STATED TASK:
Reproduce the data below line for line, with no changes.

DATA SECTION:
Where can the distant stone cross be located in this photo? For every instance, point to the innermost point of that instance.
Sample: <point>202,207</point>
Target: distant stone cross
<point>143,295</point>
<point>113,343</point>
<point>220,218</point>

REPLY:
Where can the distant stone cross be located in this photo? For every instance, point to the innermost point of that instance.
Sample: <point>202,207</point>
Target: distant stone cross
<point>143,295</point>
<point>113,343</point>
<point>220,218</point>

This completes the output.